> _Work to be completed_:
Count the lines in the entries below that contain the string "wooden", where upper and lower case must match. Reply with the number only.
** Start **
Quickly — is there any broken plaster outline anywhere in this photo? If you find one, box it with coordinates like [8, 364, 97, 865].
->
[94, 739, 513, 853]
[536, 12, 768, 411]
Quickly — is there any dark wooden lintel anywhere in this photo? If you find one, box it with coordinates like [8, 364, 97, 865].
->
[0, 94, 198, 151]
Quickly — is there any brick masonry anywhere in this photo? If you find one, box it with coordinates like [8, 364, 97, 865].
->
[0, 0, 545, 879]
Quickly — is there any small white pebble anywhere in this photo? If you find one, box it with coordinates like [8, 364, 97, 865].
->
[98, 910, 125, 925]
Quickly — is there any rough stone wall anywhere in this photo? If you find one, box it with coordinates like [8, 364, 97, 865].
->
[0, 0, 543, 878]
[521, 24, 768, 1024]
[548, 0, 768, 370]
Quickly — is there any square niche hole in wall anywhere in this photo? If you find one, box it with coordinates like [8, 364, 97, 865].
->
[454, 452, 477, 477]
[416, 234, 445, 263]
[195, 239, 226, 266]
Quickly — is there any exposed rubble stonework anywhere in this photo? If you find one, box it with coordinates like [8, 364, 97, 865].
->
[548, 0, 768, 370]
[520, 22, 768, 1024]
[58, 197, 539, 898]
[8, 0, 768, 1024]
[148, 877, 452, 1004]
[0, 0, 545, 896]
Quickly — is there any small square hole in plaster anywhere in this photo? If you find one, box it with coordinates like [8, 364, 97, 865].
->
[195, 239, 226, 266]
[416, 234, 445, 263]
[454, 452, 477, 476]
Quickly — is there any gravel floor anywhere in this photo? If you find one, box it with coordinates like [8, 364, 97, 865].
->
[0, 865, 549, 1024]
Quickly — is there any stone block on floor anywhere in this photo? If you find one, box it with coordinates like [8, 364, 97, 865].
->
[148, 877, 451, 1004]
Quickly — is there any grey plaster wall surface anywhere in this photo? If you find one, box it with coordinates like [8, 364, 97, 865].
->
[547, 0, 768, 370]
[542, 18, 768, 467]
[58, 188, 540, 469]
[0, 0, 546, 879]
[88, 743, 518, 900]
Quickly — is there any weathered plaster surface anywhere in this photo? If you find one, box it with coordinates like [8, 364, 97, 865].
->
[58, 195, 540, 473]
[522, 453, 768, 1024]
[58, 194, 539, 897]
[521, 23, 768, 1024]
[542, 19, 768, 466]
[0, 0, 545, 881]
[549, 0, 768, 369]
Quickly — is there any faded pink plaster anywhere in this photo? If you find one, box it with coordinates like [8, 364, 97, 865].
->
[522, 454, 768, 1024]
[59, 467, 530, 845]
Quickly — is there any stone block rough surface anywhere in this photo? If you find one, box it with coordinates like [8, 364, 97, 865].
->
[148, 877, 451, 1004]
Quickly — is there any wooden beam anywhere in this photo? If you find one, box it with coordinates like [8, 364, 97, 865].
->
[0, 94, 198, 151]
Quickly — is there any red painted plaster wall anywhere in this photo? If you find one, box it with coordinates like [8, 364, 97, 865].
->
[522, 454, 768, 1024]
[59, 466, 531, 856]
** End **
> _Task response_:
2